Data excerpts

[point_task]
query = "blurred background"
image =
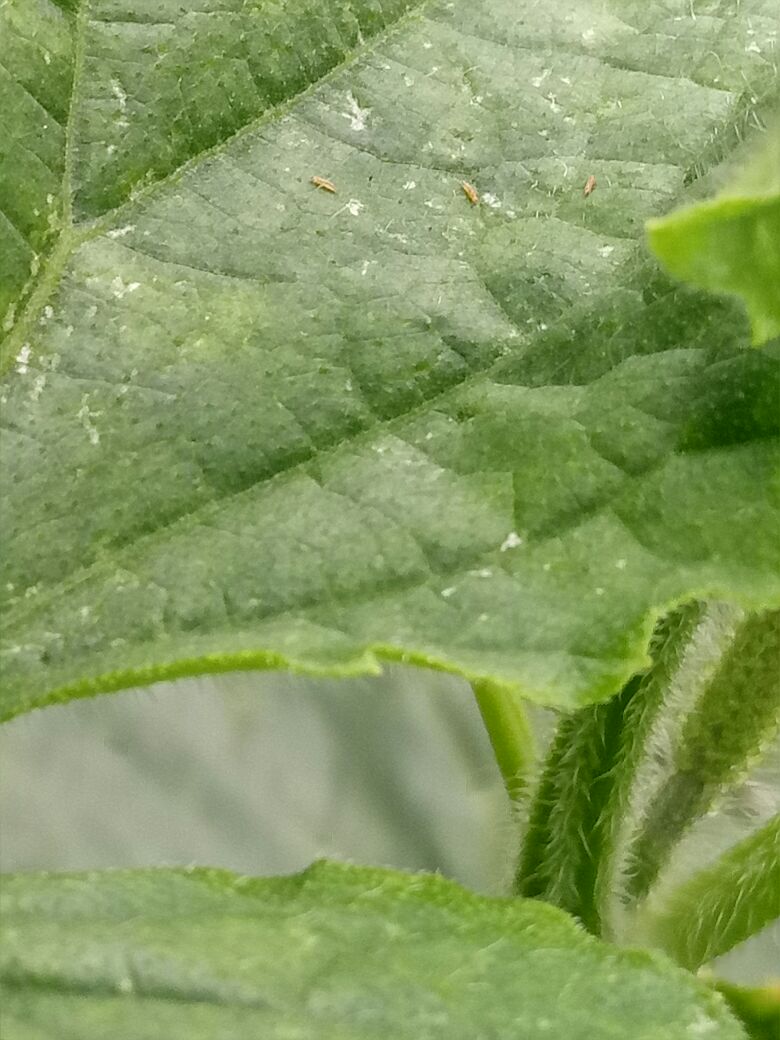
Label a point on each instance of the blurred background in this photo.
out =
(261, 773)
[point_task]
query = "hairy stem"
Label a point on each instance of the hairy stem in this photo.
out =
(723, 905)
(510, 735)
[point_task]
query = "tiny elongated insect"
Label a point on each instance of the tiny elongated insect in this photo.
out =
(325, 184)
(470, 191)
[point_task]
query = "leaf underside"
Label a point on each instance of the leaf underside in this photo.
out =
(732, 242)
(250, 422)
(334, 953)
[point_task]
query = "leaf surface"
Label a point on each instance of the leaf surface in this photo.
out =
(254, 423)
(334, 953)
(732, 242)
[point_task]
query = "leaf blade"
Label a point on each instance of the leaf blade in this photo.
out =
(288, 448)
(302, 953)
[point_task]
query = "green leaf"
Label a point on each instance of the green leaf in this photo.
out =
(625, 780)
(732, 242)
(723, 905)
(333, 953)
(757, 1009)
(251, 423)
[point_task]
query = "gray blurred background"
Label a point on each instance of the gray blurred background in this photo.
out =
(262, 773)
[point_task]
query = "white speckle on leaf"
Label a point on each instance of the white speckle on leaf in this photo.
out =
(37, 387)
(120, 94)
(85, 416)
(23, 360)
(513, 541)
(121, 288)
(356, 114)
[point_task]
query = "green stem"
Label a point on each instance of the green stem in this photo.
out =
(722, 905)
(510, 735)
(735, 717)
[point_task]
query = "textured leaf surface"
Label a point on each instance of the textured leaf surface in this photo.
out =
(704, 918)
(253, 423)
(635, 774)
(732, 243)
(333, 953)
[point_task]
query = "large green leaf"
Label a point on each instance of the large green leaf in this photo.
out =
(253, 423)
(732, 243)
(334, 953)
(625, 781)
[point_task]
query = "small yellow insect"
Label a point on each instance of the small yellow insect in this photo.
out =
(470, 191)
(325, 184)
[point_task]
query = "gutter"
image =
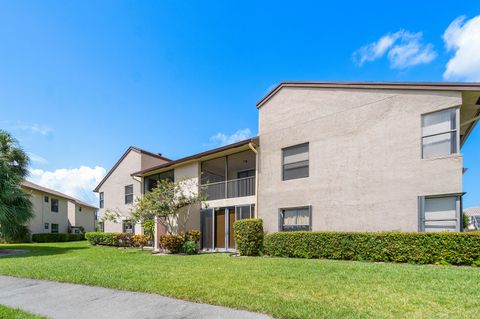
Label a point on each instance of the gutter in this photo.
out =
(250, 145)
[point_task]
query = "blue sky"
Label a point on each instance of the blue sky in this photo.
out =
(80, 81)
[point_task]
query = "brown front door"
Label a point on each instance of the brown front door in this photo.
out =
(231, 220)
(220, 228)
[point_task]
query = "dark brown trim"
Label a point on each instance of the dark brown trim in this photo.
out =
(131, 148)
(254, 140)
(436, 86)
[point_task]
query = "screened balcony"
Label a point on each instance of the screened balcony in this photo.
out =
(229, 176)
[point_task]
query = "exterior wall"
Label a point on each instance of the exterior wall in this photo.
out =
(114, 189)
(84, 218)
(366, 167)
(43, 213)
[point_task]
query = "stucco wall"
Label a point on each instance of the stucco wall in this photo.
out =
(43, 214)
(366, 170)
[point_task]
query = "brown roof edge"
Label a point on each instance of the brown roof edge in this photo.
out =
(30, 185)
(131, 148)
(254, 140)
(440, 86)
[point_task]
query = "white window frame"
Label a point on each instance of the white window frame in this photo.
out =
(456, 130)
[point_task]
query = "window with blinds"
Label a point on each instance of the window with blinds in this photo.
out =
(439, 133)
(295, 162)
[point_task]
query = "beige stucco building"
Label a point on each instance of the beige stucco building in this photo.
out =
(333, 156)
(55, 212)
(119, 189)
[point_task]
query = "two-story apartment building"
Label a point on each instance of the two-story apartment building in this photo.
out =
(118, 189)
(55, 212)
(336, 156)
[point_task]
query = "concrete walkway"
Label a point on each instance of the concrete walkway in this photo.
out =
(59, 300)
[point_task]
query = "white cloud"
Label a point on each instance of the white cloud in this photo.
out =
(75, 182)
(403, 49)
(224, 139)
(35, 158)
(463, 38)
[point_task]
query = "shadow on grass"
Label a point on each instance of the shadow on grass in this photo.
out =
(38, 250)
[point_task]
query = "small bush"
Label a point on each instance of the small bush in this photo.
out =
(173, 243)
(418, 248)
(104, 239)
(189, 247)
(52, 238)
(249, 236)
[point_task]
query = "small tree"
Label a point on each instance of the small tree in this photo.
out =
(169, 202)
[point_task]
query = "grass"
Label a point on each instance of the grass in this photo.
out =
(13, 313)
(283, 288)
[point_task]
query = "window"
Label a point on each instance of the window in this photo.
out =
(440, 213)
(54, 206)
(128, 227)
(295, 162)
(101, 199)
(292, 219)
(439, 133)
(128, 194)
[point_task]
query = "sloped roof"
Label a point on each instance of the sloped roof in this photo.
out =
(33, 186)
(435, 86)
(131, 148)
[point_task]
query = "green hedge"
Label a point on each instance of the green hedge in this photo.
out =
(418, 248)
(249, 236)
(52, 238)
(105, 239)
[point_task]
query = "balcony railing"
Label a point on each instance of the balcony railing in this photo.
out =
(230, 189)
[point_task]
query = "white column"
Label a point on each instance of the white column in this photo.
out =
(156, 244)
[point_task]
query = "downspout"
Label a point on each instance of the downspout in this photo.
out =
(250, 145)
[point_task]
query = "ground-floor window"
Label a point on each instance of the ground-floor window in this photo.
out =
(128, 227)
(54, 228)
(295, 218)
(440, 213)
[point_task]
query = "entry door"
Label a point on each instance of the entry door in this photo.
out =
(231, 220)
(220, 228)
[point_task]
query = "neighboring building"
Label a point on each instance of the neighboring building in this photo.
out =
(55, 212)
(338, 157)
(118, 189)
(473, 214)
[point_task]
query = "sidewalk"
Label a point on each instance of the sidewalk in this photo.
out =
(60, 300)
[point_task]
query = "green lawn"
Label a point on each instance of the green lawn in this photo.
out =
(12, 313)
(284, 288)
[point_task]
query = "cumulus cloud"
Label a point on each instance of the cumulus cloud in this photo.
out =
(75, 182)
(462, 37)
(404, 49)
(224, 139)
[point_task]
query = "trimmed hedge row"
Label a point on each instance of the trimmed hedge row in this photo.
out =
(52, 238)
(249, 236)
(418, 248)
(116, 239)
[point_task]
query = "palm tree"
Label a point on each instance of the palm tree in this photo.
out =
(15, 205)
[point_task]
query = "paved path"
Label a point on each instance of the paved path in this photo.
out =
(59, 300)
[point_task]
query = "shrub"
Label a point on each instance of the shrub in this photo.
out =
(60, 237)
(189, 247)
(105, 239)
(418, 248)
(249, 236)
(173, 243)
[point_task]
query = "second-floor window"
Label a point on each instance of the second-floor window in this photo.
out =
(54, 205)
(295, 162)
(439, 133)
(128, 194)
(101, 199)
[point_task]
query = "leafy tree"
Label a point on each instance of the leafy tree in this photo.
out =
(169, 202)
(15, 205)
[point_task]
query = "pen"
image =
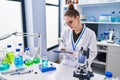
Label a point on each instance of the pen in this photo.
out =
(15, 70)
(20, 73)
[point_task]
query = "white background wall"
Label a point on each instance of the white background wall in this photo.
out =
(36, 22)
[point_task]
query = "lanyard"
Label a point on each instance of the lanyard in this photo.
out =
(76, 43)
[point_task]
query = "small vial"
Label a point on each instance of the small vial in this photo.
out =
(108, 76)
(18, 60)
(44, 62)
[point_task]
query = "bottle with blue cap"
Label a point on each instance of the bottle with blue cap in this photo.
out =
(18, 60)
(44, 61)
(9, 55)
(108, 76)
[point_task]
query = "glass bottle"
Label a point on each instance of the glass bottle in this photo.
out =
(44, 61)
(27, 57)
(9, 54)
(18, 60)
(108, 76)
(113, 17)
(20, 46)
(118, 17)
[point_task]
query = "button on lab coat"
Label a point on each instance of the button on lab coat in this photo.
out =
(87, 39)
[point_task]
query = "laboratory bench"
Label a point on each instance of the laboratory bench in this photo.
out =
(62, 72)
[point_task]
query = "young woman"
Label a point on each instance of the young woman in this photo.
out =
(77, 36)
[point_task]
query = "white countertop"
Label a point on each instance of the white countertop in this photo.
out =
(61, 73)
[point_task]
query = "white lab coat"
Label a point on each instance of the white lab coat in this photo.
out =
(87, 39)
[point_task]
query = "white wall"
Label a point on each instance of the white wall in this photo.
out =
(35, 21)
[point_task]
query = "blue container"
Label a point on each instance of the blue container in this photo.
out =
(18, 60)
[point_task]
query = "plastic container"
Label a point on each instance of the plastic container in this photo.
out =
(10, 54)
(27, 57)
(108, 76)
(18, 60)
(118, 17)
(20, 46)
(44, 61)
(113, 17)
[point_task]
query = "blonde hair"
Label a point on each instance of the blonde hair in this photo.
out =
(71, 12)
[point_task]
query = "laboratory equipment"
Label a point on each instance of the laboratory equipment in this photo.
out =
(4, 67)
(38, 35)
(118, 17)
(111, 33)
(20, 46)
(10, 54)
(36, 60)
(44, 61)
(22, 72)
(62, 51)
(108, 76)
(18, 60)
(47, 69)
(82, 72)
(14, 70)
(113, 17)
(51, 68)
(27, 57)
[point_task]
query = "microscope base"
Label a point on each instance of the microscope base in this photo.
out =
(83, 77)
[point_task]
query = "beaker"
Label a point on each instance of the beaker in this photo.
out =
(106, 35)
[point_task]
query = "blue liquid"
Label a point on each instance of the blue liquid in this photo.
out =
(18, 61)
(44, 63)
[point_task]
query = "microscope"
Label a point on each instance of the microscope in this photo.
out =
(82, 72)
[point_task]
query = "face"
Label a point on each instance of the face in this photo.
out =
(72, 22)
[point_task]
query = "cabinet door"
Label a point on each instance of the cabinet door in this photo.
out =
(113, 59)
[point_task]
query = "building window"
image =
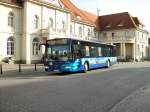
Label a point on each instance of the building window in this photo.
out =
(10, 19)
(63, 26)
(35, 46)
(80, 31)
(89, 32)
(51, 23)
(10, 46)
(36, 22)
(104, 34)
(71, 29)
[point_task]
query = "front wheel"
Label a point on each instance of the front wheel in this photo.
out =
(86, 67)
(108, 64)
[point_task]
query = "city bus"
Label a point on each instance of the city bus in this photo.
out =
(74, 55)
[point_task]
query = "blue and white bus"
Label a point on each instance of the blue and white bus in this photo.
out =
(73, 55)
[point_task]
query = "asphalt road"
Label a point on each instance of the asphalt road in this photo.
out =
(104, 90)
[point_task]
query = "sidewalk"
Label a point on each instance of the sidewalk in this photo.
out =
(12, 70)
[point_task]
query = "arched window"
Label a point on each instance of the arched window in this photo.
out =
(35, 46)
(10, 46)
(63, 26)
(80, 31)
(89, 32)
(51, 23)
(36, 22)
(71, 29)
(10, 19)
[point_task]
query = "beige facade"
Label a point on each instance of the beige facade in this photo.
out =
(33, 23)
(130, 43)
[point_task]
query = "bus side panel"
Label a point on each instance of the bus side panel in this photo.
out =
(98, 62)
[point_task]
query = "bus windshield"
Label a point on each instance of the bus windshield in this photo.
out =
(59, 52)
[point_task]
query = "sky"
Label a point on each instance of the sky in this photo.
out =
(137, 8)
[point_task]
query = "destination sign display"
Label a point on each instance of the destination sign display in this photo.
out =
(57, 41)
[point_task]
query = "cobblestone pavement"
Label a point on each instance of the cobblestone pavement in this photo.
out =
(121, 88)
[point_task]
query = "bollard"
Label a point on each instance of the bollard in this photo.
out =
(1, 69)
(35, 68)
(19, 67)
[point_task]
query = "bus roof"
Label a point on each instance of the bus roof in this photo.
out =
(83, 41)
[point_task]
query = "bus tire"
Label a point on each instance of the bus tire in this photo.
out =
(108, 64)
(86, 67)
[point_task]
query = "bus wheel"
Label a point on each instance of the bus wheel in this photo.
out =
(86, 67)
(108, 64)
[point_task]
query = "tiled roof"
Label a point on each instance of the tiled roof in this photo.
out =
(116, 21)
(77, 14)
(137, 21)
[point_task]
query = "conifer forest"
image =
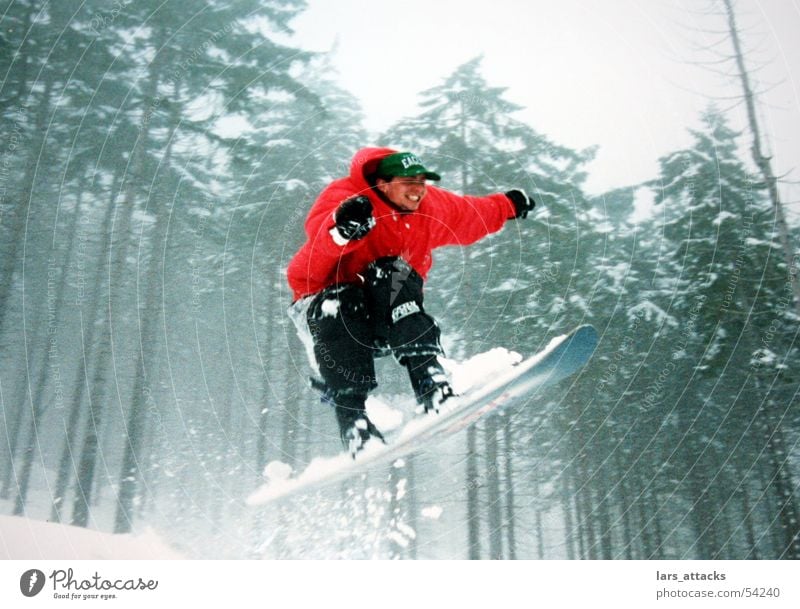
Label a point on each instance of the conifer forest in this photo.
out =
(149, 372)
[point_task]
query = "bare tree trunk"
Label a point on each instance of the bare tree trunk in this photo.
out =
(508, 474)
(495, 517)
(473, 507)
(93, 358)
(763, 162)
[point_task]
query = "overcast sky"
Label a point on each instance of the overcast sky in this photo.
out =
(616, 73)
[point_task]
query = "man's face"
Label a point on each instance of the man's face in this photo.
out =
(405, 192)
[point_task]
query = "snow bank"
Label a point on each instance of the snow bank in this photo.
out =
(26, 539)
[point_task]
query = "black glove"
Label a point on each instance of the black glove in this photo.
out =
(522, 202)
(354, 217)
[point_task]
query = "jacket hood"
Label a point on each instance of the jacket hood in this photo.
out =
(365, 162)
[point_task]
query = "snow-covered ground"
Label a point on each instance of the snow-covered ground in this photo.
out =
(26, 539)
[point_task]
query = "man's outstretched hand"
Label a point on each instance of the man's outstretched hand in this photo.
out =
(354, 217)
(522, 202)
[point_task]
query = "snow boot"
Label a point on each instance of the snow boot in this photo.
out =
(429, 381)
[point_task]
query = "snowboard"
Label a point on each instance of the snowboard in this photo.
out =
(562, 357)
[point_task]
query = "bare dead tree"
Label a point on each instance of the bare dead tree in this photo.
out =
(762, 161)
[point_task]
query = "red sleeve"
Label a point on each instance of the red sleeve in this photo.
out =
(315, 263)
(462, 220)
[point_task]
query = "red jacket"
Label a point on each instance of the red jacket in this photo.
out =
(443, 218)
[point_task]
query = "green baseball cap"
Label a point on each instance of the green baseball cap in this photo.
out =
(405, 164)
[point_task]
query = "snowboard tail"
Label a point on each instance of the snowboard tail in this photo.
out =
(563, 357)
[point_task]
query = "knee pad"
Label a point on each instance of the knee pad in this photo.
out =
(341, 331)
(394, 297)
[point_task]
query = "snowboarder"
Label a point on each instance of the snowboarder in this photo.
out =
(357, 280)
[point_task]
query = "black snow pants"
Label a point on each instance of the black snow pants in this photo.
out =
(351, 324)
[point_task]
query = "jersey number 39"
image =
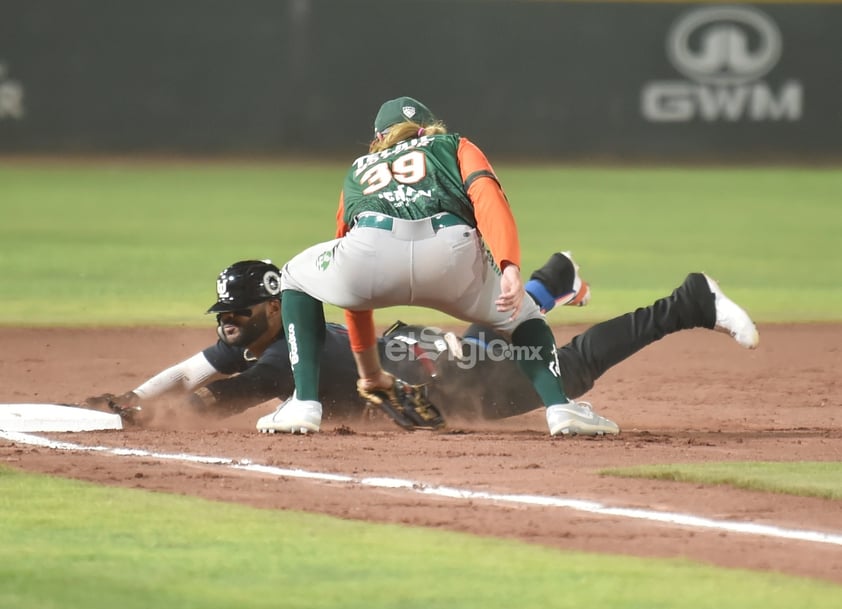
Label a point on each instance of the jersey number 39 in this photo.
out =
(408, 168)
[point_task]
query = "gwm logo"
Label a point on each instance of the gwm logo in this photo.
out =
(724, 52)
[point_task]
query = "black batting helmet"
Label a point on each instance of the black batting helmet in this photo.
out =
(246, 283)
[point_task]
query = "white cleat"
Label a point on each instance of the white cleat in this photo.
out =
(293, 416)
(578, 418)
(732, 318)
(580, 293)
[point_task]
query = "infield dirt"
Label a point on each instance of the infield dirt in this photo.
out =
(693, 397)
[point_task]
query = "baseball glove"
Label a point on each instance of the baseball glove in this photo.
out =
(406, 404)
(125, 405)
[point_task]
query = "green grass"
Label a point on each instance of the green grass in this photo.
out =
(66, 544)
(809, 479)
(122, 243)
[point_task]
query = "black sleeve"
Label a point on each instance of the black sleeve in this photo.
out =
(225, 358)
(261, 382)
(271, 376)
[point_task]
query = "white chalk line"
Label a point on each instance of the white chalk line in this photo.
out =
(592, 507)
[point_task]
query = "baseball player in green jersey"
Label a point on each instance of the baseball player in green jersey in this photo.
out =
(422, 220)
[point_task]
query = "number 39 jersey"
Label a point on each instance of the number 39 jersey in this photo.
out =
(416, 178)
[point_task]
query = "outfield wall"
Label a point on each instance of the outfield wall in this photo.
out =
(539, 80)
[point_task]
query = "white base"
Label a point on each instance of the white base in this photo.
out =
(55, 417)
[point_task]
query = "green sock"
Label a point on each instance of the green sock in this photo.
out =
(304, 326)
(542, 371)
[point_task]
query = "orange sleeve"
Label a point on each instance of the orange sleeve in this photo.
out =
(341, 227)
(360, 329)
(494, 216)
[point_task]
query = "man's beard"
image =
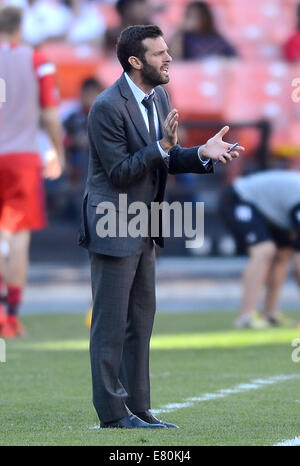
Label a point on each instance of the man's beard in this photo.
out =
(151, 76)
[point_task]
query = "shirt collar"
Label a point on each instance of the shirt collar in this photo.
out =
(137, 92)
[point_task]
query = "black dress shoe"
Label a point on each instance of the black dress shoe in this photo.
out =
(131, 422)
(148, 417)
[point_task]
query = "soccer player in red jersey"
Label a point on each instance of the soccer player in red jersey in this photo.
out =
(30, 96)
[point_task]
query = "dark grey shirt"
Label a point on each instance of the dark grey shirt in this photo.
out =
(273, 192)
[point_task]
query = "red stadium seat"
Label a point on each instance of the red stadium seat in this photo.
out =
(261, 91)
(198, 89)
(74, 64)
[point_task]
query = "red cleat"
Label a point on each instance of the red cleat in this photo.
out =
(12, 328)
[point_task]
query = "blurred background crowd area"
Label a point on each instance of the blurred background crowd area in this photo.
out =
(235, 62)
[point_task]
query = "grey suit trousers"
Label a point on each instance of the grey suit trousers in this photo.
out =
(123, 291)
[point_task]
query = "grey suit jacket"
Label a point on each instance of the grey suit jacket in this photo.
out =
(124, 160)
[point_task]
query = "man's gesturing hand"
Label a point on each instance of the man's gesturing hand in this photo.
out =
(170, 126)
(216, 148)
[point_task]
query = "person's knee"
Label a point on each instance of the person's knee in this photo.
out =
(264, 252)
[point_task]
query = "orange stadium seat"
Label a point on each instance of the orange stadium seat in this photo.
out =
(261, 91)
(74, 64)
(109, 14)
(259, 29)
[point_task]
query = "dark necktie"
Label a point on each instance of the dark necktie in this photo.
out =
(148, 103)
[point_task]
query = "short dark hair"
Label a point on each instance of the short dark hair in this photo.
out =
(130, 43)
(10, 19)
(123, 5)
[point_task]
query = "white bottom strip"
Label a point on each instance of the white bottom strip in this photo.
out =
(241, 388)
(295, 442)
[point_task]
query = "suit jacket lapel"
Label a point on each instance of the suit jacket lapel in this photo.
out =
(134, 111)
(160, 112)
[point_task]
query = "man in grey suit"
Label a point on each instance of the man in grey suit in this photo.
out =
(133, 147)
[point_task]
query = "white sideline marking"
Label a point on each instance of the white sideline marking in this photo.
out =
(237, 389)
(240, 388)
(295, 442)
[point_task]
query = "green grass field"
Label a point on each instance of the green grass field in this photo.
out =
(221, 386)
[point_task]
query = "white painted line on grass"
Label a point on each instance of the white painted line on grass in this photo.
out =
(295, 442)
(237, 389)
(254, 384)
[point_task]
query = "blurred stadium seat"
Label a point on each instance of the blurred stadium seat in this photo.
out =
(74, 64)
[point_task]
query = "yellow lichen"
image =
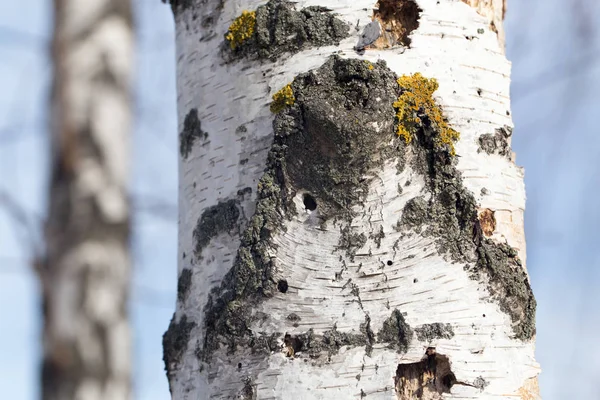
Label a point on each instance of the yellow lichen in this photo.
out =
(241, 29)
(417, 100)
(282, 99)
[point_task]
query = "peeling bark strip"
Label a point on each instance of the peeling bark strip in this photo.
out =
(398, 19)
(276, 28)
(85, 274)
(426, 379)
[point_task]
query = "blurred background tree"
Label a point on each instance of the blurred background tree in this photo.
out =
(85, 271)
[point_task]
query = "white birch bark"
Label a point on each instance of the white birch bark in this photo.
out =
(86, 271)
(454, 44)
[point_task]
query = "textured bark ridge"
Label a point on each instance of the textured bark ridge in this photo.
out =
(276, 28)
(339, 128)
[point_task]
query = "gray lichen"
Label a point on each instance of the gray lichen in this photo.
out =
(215, 220)
(324, 144)
(351, 241)
(414, 214)
(280, 28)
(192, 131)
(175, 341)
(496, 143)
(451, 218)
(331, 341)
(183, 284)
(509, 285)
(437, 330)
(395, 332)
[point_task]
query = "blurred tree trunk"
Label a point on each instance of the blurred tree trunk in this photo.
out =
(336, 240)
(86, 272)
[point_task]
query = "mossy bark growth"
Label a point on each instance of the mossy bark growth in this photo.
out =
(277, 27)
(450, 216)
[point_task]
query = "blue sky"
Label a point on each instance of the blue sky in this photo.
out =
(555, 49)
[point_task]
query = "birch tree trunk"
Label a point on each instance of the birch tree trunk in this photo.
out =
(86, 272)
(351, 215)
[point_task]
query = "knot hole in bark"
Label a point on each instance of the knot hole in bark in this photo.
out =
(398, 18)
(426, 379)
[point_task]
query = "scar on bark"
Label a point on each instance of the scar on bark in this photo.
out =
(426, 379)
(487, 221)
(398, 18)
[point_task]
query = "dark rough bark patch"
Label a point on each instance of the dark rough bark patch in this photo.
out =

Exercise:
Return nothing but the lines running from the start of the data to the line with "Label a point on each instance of the tiny", please, both ends included and no pictures.

Solution to this problem:
[point_task]
query = "blurred background"
image =
Label a point on each instance of the blurred background in this photo.
out =
(261, 773)
[point_task]
query = "hairy stem"
Label a point on each instance of the hairy stem in this photo.
out =
(723, 905)
(510, 735)
[point_task]
query = "tiny elongated insect"
Label a point on each instance of the tiny elongated insect in this photo.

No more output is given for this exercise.